Suggestion: Add Standard IO Streams
Isiah Meadows
isiahmeadows at gmail.com
Mon Apr 30 04:23:21 UTC 2018
I'll make one big recommendation: before you try to formulate a
solution yourself, please do check this out:
https://github.com/kriskowal/gtor
You really have to understand what the status quo is (I presume you
do) and why the status quo is the way it is (this is much less common)
before you can realistically come up with a decent primitive.
----
To hit on the other points:
1. Although it might not look it, the proposed `Observable` [1] is
synchronous in nature. It's not the most obvious or intuitive, but
there are reasons why it needs not only sync `send`, but also sync
`error` and `complete`. So you can make do with a purely synchronous
stream - users can always defer work via `Promise.resolve().then(() =>
{ ... })`.
——————————
● WHAT YOU NEED TO DO:
**a)** Decide whether each statement below agrees with the forum post on standard IO streams. Answer yes or no for each, and quote the deciding words of the post.
(i) The post urges the reader to look at a linked resource before trying to formulate a solution.
(ii) The post describes the proposed `Observable` as asynchronous in nature.
(iii) The post says users can defer work with a promise.
**b)** Write the next part of the forum post on standard IO streams, beginning after its last sentence.
The attached material is not needed for this work.
——————————
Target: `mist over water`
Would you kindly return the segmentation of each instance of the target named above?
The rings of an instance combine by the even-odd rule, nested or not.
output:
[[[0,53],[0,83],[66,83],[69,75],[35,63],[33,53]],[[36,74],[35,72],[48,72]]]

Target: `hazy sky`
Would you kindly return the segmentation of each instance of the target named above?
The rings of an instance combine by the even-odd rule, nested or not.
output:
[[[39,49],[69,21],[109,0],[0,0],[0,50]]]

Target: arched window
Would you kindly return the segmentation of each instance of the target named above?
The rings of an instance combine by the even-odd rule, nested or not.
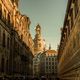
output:
[[[0,18],[2,17],[2,5],[0,4]]]

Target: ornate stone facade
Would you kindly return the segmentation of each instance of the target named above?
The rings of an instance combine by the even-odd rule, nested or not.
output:
[[[18,10],[19,0],[0,0],[0,76],[32,75],[34,42],[29,17]]]
[[[58,49],[60,80],[80,79],[80,0],[68,0]]]
[[[41,36],[41,26],[38,24],[36,26],[36,35],[34,38],[34,53],[40,53],[45,50],[45,40]]]

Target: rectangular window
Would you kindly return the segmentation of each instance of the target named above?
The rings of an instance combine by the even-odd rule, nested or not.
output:
[[[2,5],[0,4],[0,18],[2,17]]]

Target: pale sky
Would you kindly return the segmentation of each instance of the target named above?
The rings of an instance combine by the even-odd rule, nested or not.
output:
[[[20,0],[19,9],[22,14],[31,20],[30,32],[35,35],[35,27],[39,23],[42,28],[42,37],[47,47],[57,50],[60,43],[66,6],[68,0]]]

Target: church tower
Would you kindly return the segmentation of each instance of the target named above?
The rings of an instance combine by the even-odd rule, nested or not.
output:
[[[44,51],[45,41],[42,39],[41,35],[41,26],[38,24],[35,29],[35,38],[34,38],[34,52],[39,53]]]

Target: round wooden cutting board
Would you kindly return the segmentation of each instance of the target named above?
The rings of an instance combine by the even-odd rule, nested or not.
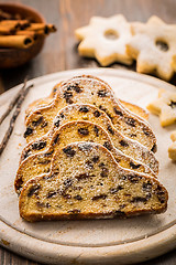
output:
[[[24,112],[34,99],[47,96],[59,81],[91,74],[108,82],[116,96],[145,107],[158,88],[176,92],[163,81],[130,71],[84,68],[59,72],[30,81],[34,87],[24,100],[13,134],[0,158],[0,244],[18,254],[48,264],[132,264],[164,254],[176,246],[176,165],[168,159],[174,126],[162,128],[150,115],[157,138],[160,181],[168,190],[168,209],[163,214],[127,220],[89,220],[28,223],[19,215],[13,182],[25,145]],[[21,86],[0,96],[0,115]],[[0,140],[10,117],[1,125]]]

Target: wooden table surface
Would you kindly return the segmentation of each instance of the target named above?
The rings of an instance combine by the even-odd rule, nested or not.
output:
[[[12,2],[12,0],[4,2]],[[14,70],[0,70],[0,94],[22,83],[25,76],[34,78],[65,70],[100,67],[95,60],[79,57],[77,40],[74,36],[74,30],[88,24],[92,15],[110,17],[122,13],[129,21],[144,22],[152,14],[156,14],[167,23],[176,23],[176,0],[13,0],[13,2],[35,8],[47,22],[54,23],[58,31],[46,39],[42,52],[26,65]],[[113,64],[111,67],[124,68],[125,66]],[[135,65],[128,68],[135,71]],[[176,76],[170,83],[176,85]],[[0,247],[0,264],[38,265],[3,247]],[[174,265],[176,251],[142,264]]]

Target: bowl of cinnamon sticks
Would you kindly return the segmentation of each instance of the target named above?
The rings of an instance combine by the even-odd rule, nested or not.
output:
[[[0,3],[0,68],[25,64],[43,47],[45,38],[55,32],[34,9],[19,3]]]

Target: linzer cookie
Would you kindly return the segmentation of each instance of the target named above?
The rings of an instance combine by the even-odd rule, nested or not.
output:
[[[70,104],[95,105],[110,117],[114,128],[124,136],[138,140],[150,150],[156,150],[156,138],[148,124],[127,110],[114,98],[107,83],[84,75],[63,84],[57,92],[57,97],[48,106],[41,107],[29,116],[24,132],[26,141],[45,135],[58,110]]]
[[[168,147],[168,157],[176,161],[176,130],[170,134],[173,144]]]
[[[48,174],[26,182],[19,209],[30,222],[128,218],[162,213],[167,200],[155,178],[120,168],[101,145],[77,142],[55,155]]]
[[[61,126],[73,120],[88,120],[96,125],[101,126],[111,138],[113,146],[122,151],[125,156],[147,165],[156,174],[158,172],[158,162],[154,157],[154,153],[147,150],[144,146],[138,141],[131,140],[120,134],[112,125],[111,119],[106,113],[96,108],[92,105],[75,105],[72,104],[63,108],[54,119],[53,126],[47,135],[38,138],[35,141],[30,142],[23,150],[21,161],[31,155],[46,150],[51,146],[54,131]]]
[[[160,116],[162,126],[176,123],[176,93],[160,89],[158,98],[147,105],[147,109]]]
[[[116,149],[109,135],[100,126],[89,121],[72,121],[65,124],[55,131],[51,140],[51,145],[45,151],[30,156],[20,165],[15,178],[16,192],[20,192],[23,184],[28,180],[50,171],[51,160],[58,149],[64,148],[70,142],[77,141],[95,141],[105,146],[109,151],[111,151],[116,161],[122,168],[128,168],[143,173],[150,173],[154,177],[155,174],[152,169],[154,169],[154,171],[157,171],[158,169],[156,159],[153,159],[153,163],[150,165],[152,169],[150,169],[147,166],[133,160],[131,157],[128,157],[120,150]],[[87,160],[86,167],[92,168],[92,161]],[[74,171],[75,169],[70,170]]]
[[[136,71],[169,81],[174,75],[172,63],[176,55],[176,25],[166,24],[153,15],[146,23],[132,23],[132,34],[127,52],[136,60]]]
[[[111,18],[94,17],[89,25],[77,29],[75,34],[80,41],[78,52],[81,56],[96,57],[102,66],[114,62],[132,63],[125,51],[125,44],[131,39],[131,29],[122,14]]]

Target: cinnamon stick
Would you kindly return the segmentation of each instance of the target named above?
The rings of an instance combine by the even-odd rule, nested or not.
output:
[[[0,24],[0,34],[10,35],[15,33],[15,25],[4,25]]]
[[[44,31],[45,34],[48,34],[50,32],[55,32],[56,28],[54,24],[44,24],[44,23],[31,23],[31,25],[28,28],[30,31]]]
[[[34,43],[31,36],[25,35],[0,35],[1,47],[26,49]]]
[[[28,86],[28,87],[23,91],[23,93],[21,94],[21,96],[20,96],[20,98],[19,98],[19,100],[18,100],[18,103],[16,103],[16,108],[15,108],[15,110],[14,110],[14,113],[13,113],[11,119],[10,119],[8,130],[7,130],[7,132],[6,132],[2,141],[1,141],[1,144],[0,144],[0,156],[1,156],[1,153],[3,152],[4,148],[7,147],[7,144],[8,144],[9,139],[10,139],[10,136],[11,136],[11,134],[12,134],[12,131],[13,131],[15,120],[16,120],[20,112],[21,112],[22,103],[23,103],[23,100],[24,100],[25,96],[28,95],[28,93],[29,93],[29,91],[30,91],[31,87],[33,87],[33,85]]]

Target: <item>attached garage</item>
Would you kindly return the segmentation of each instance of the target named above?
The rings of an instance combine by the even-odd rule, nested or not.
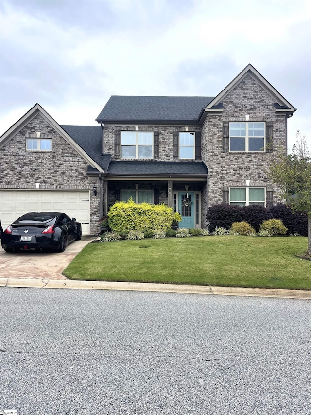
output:
[[[0,218],[3,228],[27,212],[63,212],[90,233],[88,190],[0,190]]]

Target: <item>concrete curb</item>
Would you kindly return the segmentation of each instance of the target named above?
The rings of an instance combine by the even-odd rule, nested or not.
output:
[[[311,300],[311,291],[303,291],[302,290],[214,287],[212,286],[182,284],[151,284],[149,283],[127,283],[118,281],[50,280],[48,278],[42,280],[28,278],[0,278],[0,287],[147,291],[159,292],[175,292],[183,294],[205,294],[210,295],[272,297]]]

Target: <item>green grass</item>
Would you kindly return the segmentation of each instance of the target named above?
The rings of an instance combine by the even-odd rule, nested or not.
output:
[[[87,245],[64,270],[69,278],[311,289],[305,237],[219,236]]]

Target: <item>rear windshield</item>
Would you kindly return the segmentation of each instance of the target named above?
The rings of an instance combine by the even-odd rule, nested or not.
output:
[[[53,222],[54,223],[56,221],[57,216],[55,216],[55,214],[50,213],[26,213],[21,216],[16,221],[19,223],[44,223]]]

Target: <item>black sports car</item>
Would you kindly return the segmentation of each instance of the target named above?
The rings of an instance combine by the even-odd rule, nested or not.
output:
[[[4,230],[2,247],[8,252],[17,249],[56,249],[63,252],[69,242],[81,239],[81,224],[59,212],[31,212]]]

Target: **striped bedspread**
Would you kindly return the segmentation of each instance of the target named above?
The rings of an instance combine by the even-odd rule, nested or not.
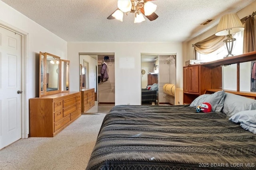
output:
[[[256,135],[188,105],[117,106],[87,170],[256,169]]]

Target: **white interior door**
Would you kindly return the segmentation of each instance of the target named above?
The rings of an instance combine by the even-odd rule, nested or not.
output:
[[[21,138],[21,36],[0,27],[0,149]]]

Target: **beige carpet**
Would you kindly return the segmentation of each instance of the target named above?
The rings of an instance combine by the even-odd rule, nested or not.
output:
[[[18,141],[0,150],[0,170],[84,170],[105,115],[82,115],[53,138]]]

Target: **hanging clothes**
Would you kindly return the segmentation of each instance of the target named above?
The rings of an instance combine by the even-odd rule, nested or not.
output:
[[[102,68],[101,69],[101,72],[100,72],[100,78],[102,80],[102,82],[106,82],[108,79],[108,74],[107,72],[107,68],[108,66],[106,63],[103,63],[102,64]]]
[[[256,80],[256,62],[253,63],[252,69],[252,79]]]

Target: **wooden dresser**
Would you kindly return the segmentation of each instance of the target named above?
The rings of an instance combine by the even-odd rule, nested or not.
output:
[[[82,112],[85,113],[95,104],[94,88],[82,88],[80,91],[82,93]]]
[[[80,92],[29,99],[30,137],[53,137],[81,115]]]
[[[214,92],[225,90],[222,87],[223,66],[236,64],[236,92],[240,92],[240,63],[255,60],[256,51],[253,51],[200,64],[184,66],[184,104],[191,103],[206,91]]]

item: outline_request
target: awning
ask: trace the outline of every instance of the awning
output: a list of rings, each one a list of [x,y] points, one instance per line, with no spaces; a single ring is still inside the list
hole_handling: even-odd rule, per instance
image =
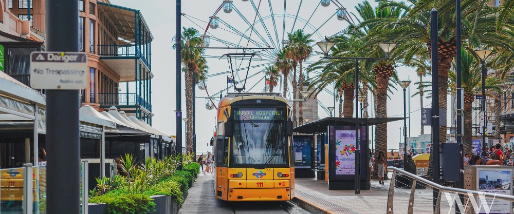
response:
[[[371,126],[400,121],[406,118],[359,118],[359,124]],[[313,134],[326,132],[327,127],[329,125],[353,126],[355,125],[355,118],[325,118],[297,126],[293,129],[293,131],[305,134]]]
[[[141,19],[143,28],[148,31],[150,37],[150,41],[151,42],[154,40],[152,32],[150,32],[146,22],[144,21],[143,16],[139,10],[101,2],[97,2],[97,4],[114,23],[114,26],[119,31],[118,37],[120,38],[133,43],[135,42],[136,32],[135,20],[137,15]],[[144,44],[145,41],[142,40],[141,42],[142,44]]]

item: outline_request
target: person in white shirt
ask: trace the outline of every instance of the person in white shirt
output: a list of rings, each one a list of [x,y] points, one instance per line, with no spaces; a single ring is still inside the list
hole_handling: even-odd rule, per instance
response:
[[[466,153],[464,155],[464,164],[467,164],[469,162],[469,154]]]

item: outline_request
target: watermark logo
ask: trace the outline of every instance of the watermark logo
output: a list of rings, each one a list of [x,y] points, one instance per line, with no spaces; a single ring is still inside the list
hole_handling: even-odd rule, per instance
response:
[[[475,197],[473,196],[473,193],[471,192],[468,192],[468,201],[466,202],[466,204],[463,205],[462,201],[459,200],[458,194],[455,193],[454,196],[452,197],[451,193],[450,192],[444,192],[445,197],[446,198],[446,200],[448,202],[448,205],[450,205],[450,209],[448,210],[448,213],[449,214],[451,212],[451,208],[454,205],[457,205],[458,207],[458,209],[460,210],[465,210],[465,208],[468,208],[469,205],[468,205],[470,202],[471,203],[471,206],[473,207],[473,209],[474,210],[474,213],[478,213],[479,211],[482,211],[481,209],[483,208],[483,211],[485,212],[486,214],[489,214],[491,211],[491,209],[492,208],[492,204],[494,202],[494,199],[496,198],[496,193],[494,193],[494,197],[491,201],[491,204],[487,204],[487,201],[485,198],[485,192],[480,192],[479,194],[479,197],[476,200],[474,200]],[[478,201],[480,200],[480,205],[479,206],[477,203]]]

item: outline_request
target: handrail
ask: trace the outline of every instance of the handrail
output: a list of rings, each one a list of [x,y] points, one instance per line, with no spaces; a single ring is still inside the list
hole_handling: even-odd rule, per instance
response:
[[[433,188],[437,189],[439,190],[439,196],[437,199],[436,209],[434,210],[434,213],[439,213],[440,210],[438,210],[439,208],[439,205],[440,204],[441,201],[441,196],[442,194],[443,191],[446,191],[448,192],[455,192],[459,194],[463,194],[465,195],[468,195],[468,193],[471,193],[473,196],[483,196],[487,198],[493,199],[499,199],[504,200],[506,201],[508,201],[511,202],[514,202],[514,196],[506,195],[506,194],[497,194],[494,193],[491,193],[486,192],[480,192],[476,190],[472,190],[470,189],[460,189],[458,188],[450,187],[447,186],[444,186],[440,184],[436,184],[433,182],[429,181],[426,179],[424,179],[421,177],[418,176],[417,175],[412,174],[410,172],[405,171],[402,169],[399,169],[394,167],[388,167],[387,169],[390,169],[393,170],[393,175],[391,180],[391,184],[389,186],[389,197],[388,198],[388,207],[387,207],[387,213],[393,213],[393,200],[394,198],[394,183],[396,179],[395,176],[396,172],[401,173],[402,174],[405,175],[407,177],[413,179],[413,182],[411,188],[412,190],[414,189],[416,187],[416,181],[420,181],[425,184],[432,186]],[[412,206],[413,206],[414,204],[414,191],[411,191],[411,197],[409,200],[409,208],[408,213],[412,213]]]

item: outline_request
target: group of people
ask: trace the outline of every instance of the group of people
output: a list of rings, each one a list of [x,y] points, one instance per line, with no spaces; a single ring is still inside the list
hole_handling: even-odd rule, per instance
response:
[[[205,172],[210,173],[212,174],[212,172],[211,171],[211,164],[212,164],[212,159],[211,158],[211,152],[209,152],[207,154],[207,158],[204,160],[204,154],[201,154],[199,157],[198,158],[198,163],[200,164],[200,166],[201,167],[201,171],[204,172],[204,174],[205,174]],[[204,170],[204,164],[205,164],[205,170]]]
[[[464,155],[464,164],[469,165],[489,165],[497,166],[512,166],[512,150],[505,147],[502,150],[502,145],[499,143],[490,149],[487,149],[487,155],[482,155],[472,153]]]

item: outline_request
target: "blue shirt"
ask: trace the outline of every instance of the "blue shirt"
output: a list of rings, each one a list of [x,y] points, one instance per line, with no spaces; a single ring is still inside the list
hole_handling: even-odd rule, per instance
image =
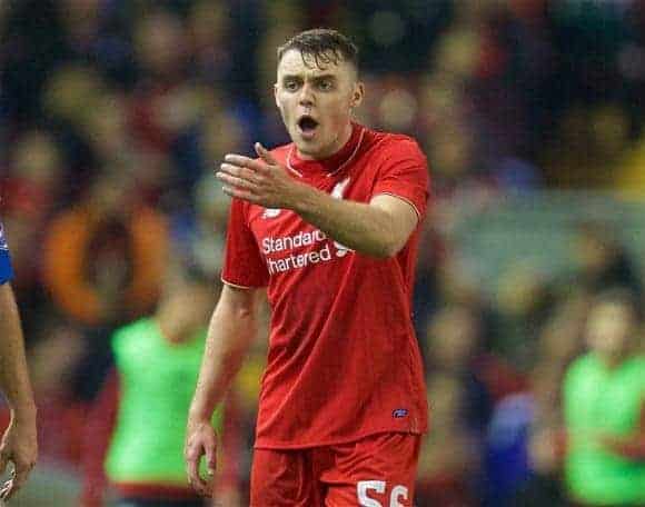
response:
[[[9,247],[4,239],[4,228],[0,222],[0,285],[13,278],[13,269],[11,268],[11,258],[9,257]]]

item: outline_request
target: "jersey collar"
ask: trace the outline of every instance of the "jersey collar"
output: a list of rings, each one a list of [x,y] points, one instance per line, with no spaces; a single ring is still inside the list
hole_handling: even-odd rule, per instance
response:
[[[335,176],[345,169],[356,157],[363,140],[365,138],[365,127],[358,123],[351,123],[351,136],[340,150],[331,157],[321,160],[304,160],[298,156],[296,145],[291,143],[287,153],[287,168],[298,175],[315,176],[325,175]]]

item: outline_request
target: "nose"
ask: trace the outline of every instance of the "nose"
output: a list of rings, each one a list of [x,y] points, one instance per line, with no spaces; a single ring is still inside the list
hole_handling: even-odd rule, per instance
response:
[[[305,107],[314,106],[314,93],[311,91],[311,87],[308,83],[305,83],[302,88],[300,88],[298,103]]]

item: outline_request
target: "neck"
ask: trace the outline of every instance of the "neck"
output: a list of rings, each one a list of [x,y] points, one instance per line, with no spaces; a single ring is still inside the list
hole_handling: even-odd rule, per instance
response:
[[[340,151],[349,138],[351,137],[351,132],[354,130],[354,126],[351,122],[347,122],[347,125],[343,128],[343,130],[338,133],[338,137],[334,140],[329,147],[326,147],[321,151],[317,153],[304,153],[302,151],[298,150],[298,157],[302,160],[324,160],[327,159]]]

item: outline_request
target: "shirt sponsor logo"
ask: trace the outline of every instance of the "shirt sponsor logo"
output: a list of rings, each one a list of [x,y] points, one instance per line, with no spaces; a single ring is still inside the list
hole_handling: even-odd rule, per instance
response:
[[[265,208],[265,212],[262,213],[262,218],[266,220],[267,218],[276,218],[282,211],[280,208]]]
[[[394,417],[395,419],[400,419],[403,417],[407,417],[407,415],[408,415],[407,408],[397,408],[396,410],[393,410],[393,412],[391,412],[391,417]]]
[[[335,199],[343,199],[343,195],[345,193],[348,183],[349,178],[345,178],[343,181],[336,183],[331,190],[331,197]],[[280,209],[266,208],[262,218],[277,217],[280,211]],[[292,250],[295,249],[318,243],[320,248],[314,249],[312,251],[292,254]],[[331,246],[334,246],[334,249]],[[278,238],[269,236],[262,239],[261,248],[267,259],[269,275],[286,272],[291,269],[301,269],[306,266],[319,262],[329,262],[335,257],[343,258],[347,254],[354,251],[350,248],[340,245],[338,241],[331,241],[330,245],[327,235],[318,229],[309,232],[300,231],[291,236],[281,236]],[[271,255],[280,252],[289,252],[289,255],[279,259],[270,257]]]
[[[311,245],[319,245],[320,248],[304,254],[291,252],[297,248]],[[334,255],[336,257],[345,257],[347,255],[347,250],[340,249],[336,249],[333,254],[327,235],[318,229],[310,232],[300,231],[292,236],[282,236],[278,238],[269,236],[264,238],[262,252],[267,259],[267,267],[269,268],[270,275],[290,271],[291,269],[300,269],[319,262],[328,262],[334,258]],[[270,257],[272,254],[281,252],[290,254],[280,259],[272,259]]]

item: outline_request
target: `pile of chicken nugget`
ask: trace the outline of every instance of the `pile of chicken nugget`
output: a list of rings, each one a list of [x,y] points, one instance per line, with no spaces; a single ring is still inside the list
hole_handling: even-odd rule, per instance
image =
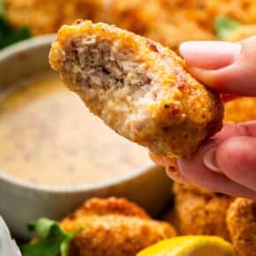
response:
[[[103,21],[149,37],[177,50],[190,40],[215,39],[214,19],[225,15],[241,23],[227,41],[256,34],[254,0],[6,0],[9,21],[27,26],[34,35],[56,32],[77,19]],[[255,25],[254,25],[255,24]],[[256,98],[225,106],[226,122],[256,119]],[[216,235],[231,241],[235,255],[256,255],[256,202],[192,184],[175,184],[174,203],[164,222],[153,220],[124,199],[93,199],[62,221],[72,231],[71,256],[133,256],[177,235]]]

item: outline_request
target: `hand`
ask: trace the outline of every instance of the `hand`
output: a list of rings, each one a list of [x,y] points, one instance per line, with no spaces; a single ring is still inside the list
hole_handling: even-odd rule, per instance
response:
[[[188,72],[203,84],[231,97],[256,96],[256,36],[236,43],[184,42],[180,52]],[[171,164],[167,158],[152,157],[165,167]],[[224,124],[190,159],[180,159],[177,165],[184,183],[256,200],[256,121]],[[171,172],[168,174],[176,179]]]

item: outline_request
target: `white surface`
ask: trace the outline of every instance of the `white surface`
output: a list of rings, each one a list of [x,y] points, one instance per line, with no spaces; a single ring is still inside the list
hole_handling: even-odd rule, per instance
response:
[[[21,256],[15,241],[11,238],[8,227],[0,215],[0,256]]]

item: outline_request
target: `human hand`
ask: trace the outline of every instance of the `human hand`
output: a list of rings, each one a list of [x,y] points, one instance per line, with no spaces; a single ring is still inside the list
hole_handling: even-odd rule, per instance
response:
[[[256,96],[256,36],[236,43],[184,42],[180,52],[186,69],[206,86],[231,98]],[[154,154],[152,158],[165,167],[173,162]],[[224,124],[191,158],[178,160],[177,166],[183,176],[179,182],[256,200],[256,121]]]

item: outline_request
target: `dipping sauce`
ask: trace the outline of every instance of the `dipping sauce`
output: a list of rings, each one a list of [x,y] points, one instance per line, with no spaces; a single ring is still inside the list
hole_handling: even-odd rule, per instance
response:
[[[127,174],[148,154],[89,113],[53,73],[0,94],[0,170],[34,183],[95,184]]]

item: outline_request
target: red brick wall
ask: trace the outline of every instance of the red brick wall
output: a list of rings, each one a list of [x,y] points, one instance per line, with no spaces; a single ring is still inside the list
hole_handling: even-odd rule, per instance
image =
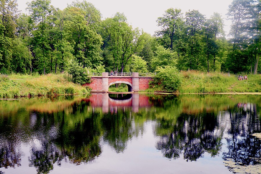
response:
[[[139,77],[139,90],[144,90],[149,88],[148,82],[151,80],[150,77]],[[132,84],[132,77],[108,77],[108,83],[109,84],[111,83],[117,81],[125,81]],[[90,84],[86,84],[84,86],[89,86],[93,91],[102,90],[102,77],[92,77],[91,78],[91,82]]]
[[[151,80],[150,77],[140,77],[139,81],[139,90],[145,90],[149,88],[148,82]]]
[[[83,86],[89,86],[93,90],[101,91],[102,90],[102,84],[101,77],[92,77],[90,84],[86,83]]]

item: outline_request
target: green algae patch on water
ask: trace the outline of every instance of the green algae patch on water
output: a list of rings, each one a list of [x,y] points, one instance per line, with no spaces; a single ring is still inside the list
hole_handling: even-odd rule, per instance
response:
[[[261,164],[243,165],[241,163],[236,163],[233,159],[227,158],[223,162],[229,171],[234,173],[243,174],[259,174],[261,173]]]
[[[255,133],[252,134],[253,136],[255,136],[260,139],[261,139],[261,133]]]

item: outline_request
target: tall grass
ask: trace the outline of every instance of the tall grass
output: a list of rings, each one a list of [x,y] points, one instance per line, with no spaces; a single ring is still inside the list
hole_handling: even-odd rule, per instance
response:
[[[235,75],[220,72],[204,73],[196,70],[182,71],[180,93],[261,92],[261,75],[248,75],[248,79],[240,81]],[[145,93],[164,92],[160,88],[150,88]]]
[[[0,98],[82,94],[88,93],[85,87],[69,81],[64,77],[61,74],[1,75]]]
[[[179,90],[182,93],[260,92],[261,75],[249,75],[248,79],[240,81],[235,75],[197,71],[182,71]]]
[[[124,84],[118,84],[117,87],[115,85],[112,85],[109,87],[109,91],[110,92],[117,92],[122,93],[128,92],[128,87]]]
——————————
● RESPONSE LIST:
**a)**
(i) Yes: "before you try to formulate a solution yourself, please do check this out"
(ii) No: "the proposed `Observable` [1] is synchronous in nature"
(iii) Yes: "users can always defer work via `Promise.resolve().then(() =>"

**b)**
2. If you wanted to introduce a backpressure mechanism, you'd have to
create a means of also automatically batching data, or it'd be
worthless on its own (you could just use an array and push/shift from
it instead). Node has this builtin to its streams (and it emits
asynchronously), but RxJS expects the consumer to do its own
backpressure management, and does *not* provide a means of pushing
multiple values in a single batch. This is hard to do right, but I
think this could be done as an `Observable` subclass that operates on
binary batched data, sending after the next microtask (or on a method
call) all previously written bytes. In this case, a native
implementation here would be *far* better than what a user-level
implementation could provide, since it can do a lot to avoid
allocation and complex memory access that a user-level implementation
can't really.
3. Streams are typically in one of two forms: lazy (which async
iterators can already handle) and eager (which are well-suited for
observables). Streams typically conflate these two, but async
iterators and observables separate them. Note that separating them
makes it simpler and more efficient, since with async iterators, you
don't need to allocate a buffer except for when adapting observables,
and for observables, you don't need to wait for a request before
scheduling a read. (With both conflated, you need to both have a
buffer and a boolean to know whether to eagerly read or not.)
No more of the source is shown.